_Work to do_. Quote exactly the lines running from the line with "# test: identify the bar chart" to the end of the entries, including both, and nothing else.

_Dataset entries_.
────────────────────────────────────────
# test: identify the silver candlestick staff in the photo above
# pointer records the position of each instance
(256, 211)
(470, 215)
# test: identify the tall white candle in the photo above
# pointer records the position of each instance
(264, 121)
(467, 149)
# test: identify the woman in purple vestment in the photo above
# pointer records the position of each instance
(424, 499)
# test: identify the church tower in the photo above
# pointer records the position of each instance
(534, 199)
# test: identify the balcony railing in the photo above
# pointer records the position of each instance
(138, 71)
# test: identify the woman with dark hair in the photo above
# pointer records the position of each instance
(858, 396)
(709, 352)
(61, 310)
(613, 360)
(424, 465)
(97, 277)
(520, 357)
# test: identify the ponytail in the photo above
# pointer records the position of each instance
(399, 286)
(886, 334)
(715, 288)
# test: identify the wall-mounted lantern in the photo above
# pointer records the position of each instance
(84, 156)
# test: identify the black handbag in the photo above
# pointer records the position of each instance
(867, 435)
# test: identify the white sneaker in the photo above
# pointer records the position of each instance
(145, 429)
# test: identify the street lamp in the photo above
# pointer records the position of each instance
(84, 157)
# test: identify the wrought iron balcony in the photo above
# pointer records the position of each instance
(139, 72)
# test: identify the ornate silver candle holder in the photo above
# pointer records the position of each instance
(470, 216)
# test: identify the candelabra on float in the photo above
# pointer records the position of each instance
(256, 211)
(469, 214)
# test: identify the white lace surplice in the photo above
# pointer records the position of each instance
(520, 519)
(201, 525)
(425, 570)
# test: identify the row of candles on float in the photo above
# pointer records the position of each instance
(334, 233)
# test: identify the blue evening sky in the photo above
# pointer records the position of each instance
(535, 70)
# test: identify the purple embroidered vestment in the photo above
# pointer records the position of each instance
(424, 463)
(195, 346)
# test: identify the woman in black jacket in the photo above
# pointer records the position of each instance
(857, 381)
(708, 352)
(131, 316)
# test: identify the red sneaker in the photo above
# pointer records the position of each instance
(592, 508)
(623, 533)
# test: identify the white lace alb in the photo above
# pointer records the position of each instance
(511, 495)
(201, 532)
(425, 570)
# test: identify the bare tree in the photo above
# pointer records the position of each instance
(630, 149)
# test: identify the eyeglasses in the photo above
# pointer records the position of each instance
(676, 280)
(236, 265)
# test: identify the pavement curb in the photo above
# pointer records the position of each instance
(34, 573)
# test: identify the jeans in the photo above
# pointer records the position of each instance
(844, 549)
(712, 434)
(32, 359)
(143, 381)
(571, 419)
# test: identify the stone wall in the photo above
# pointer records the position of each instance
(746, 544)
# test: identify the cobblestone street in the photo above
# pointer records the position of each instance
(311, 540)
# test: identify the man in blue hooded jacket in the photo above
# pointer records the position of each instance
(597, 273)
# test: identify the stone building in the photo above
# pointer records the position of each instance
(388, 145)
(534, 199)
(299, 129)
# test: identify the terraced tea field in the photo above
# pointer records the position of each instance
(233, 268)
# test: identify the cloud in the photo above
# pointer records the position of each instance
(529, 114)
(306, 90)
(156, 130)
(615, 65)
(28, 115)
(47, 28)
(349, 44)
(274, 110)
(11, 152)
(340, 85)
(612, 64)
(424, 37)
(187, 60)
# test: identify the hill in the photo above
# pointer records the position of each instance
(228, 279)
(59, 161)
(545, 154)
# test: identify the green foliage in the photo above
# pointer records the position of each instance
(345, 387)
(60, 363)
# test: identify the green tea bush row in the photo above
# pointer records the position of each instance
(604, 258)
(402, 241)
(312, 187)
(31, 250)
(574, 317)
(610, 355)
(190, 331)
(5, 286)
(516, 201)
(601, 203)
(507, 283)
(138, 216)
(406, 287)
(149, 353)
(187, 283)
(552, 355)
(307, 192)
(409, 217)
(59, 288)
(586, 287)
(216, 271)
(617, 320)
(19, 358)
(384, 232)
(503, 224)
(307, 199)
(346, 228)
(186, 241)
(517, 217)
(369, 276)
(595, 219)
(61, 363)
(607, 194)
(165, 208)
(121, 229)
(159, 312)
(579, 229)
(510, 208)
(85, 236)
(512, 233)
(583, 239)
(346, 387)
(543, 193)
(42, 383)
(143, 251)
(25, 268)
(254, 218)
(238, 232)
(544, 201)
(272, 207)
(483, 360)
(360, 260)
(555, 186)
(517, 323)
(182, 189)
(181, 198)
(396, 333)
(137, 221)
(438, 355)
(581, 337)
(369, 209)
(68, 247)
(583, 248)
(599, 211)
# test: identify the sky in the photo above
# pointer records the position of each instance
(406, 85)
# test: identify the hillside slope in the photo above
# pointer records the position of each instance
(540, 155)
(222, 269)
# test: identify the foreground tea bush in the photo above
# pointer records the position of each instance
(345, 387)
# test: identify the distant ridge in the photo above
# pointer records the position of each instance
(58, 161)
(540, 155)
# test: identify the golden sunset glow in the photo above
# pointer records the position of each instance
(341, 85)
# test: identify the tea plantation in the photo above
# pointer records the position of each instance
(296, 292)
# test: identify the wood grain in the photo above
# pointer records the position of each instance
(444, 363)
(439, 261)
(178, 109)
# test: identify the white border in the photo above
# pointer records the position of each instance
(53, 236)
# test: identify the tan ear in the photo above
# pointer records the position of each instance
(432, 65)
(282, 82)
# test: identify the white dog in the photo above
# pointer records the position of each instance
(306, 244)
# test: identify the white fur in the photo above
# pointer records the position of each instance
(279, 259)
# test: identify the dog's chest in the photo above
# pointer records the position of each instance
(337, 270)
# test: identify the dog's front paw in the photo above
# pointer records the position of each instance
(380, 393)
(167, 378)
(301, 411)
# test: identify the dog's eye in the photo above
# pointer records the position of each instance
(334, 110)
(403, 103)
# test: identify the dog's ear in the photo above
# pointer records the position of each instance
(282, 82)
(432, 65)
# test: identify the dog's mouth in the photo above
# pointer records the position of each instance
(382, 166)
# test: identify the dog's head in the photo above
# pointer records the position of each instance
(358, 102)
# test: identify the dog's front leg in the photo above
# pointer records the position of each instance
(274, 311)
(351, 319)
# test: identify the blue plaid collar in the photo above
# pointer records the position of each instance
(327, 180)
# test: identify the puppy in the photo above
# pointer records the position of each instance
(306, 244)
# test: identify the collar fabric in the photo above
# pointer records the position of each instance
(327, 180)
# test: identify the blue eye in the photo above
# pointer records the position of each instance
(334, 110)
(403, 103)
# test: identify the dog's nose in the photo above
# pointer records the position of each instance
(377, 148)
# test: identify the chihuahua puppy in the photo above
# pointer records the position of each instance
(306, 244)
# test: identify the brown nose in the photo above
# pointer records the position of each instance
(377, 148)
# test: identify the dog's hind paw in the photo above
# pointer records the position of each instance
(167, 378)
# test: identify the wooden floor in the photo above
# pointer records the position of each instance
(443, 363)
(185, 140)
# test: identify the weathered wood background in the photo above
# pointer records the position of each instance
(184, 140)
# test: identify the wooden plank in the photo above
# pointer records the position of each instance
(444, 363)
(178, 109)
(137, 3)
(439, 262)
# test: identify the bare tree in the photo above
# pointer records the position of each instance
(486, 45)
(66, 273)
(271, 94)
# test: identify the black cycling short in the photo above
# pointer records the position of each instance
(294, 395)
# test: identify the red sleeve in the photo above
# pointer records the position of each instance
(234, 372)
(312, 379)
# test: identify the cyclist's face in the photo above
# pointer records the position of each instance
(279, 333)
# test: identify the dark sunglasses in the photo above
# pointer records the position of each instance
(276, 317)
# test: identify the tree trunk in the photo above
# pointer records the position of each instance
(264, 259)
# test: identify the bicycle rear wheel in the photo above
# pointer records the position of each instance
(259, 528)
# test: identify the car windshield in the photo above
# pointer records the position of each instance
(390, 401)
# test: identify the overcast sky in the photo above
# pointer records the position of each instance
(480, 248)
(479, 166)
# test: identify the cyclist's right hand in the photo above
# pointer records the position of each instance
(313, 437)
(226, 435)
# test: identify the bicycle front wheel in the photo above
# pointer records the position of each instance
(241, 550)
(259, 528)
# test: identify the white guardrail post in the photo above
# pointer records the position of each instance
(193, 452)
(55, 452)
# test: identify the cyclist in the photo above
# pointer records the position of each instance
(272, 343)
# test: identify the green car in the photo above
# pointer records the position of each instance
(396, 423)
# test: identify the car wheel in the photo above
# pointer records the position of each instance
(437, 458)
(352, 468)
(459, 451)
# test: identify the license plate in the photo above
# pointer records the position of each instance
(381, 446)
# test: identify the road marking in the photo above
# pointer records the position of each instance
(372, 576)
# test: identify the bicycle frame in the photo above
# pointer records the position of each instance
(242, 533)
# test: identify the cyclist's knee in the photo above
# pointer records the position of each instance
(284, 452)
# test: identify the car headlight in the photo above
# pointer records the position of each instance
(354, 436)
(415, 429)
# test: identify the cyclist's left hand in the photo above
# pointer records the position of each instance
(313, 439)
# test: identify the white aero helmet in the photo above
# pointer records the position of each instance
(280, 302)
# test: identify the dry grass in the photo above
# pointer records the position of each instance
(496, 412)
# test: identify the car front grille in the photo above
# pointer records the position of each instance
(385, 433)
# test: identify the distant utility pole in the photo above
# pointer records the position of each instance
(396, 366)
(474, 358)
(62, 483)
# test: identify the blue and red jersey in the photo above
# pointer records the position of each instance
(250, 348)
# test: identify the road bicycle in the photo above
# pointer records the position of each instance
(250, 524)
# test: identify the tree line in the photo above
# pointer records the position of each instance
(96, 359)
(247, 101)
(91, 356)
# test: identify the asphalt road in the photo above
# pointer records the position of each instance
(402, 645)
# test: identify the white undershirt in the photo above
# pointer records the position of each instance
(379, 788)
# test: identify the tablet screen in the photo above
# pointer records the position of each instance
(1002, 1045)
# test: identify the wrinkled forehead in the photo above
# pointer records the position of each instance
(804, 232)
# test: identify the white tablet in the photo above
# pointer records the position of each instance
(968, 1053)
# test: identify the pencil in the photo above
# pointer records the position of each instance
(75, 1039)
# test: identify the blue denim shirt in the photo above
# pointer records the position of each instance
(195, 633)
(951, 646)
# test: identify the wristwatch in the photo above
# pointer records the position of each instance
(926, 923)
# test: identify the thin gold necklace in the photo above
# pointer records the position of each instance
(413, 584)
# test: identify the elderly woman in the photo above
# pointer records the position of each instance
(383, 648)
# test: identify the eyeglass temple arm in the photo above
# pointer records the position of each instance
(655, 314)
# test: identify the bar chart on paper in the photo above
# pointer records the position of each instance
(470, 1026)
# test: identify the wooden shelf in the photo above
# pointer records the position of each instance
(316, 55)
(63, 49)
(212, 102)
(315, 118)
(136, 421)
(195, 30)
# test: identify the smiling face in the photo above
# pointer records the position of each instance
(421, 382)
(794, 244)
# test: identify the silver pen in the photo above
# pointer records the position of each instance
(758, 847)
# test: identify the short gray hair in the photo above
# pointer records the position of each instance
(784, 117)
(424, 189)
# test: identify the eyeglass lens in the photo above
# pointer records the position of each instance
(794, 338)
────────────────────────────────────────
_Result of this task_.
# test: identify the bar chart on paper in the photo above
# pointer records the position of each instance
(470, 1026)
# test: identify the wooden shelf in the photo above
# pointer records the position of each instance
(316, 55)
(63, 49)
(212, 102)
(315, 118)
(136, 421)
(195, 30)
# test: identify the smiling face in the photo above
# pointer records the position of each instance
(421, 382)
(794, 244)
# test: identify the silver pen in the photo above
# pointer records the position of each instance
(758, 847)
# test: identify the short gray hair in the photo above
# pointer records the position of each instance
(784, 117)
(424, 189)
# test: identify the eyeglass lens in the photo above
# pointer records the position of each instance
(794, 338)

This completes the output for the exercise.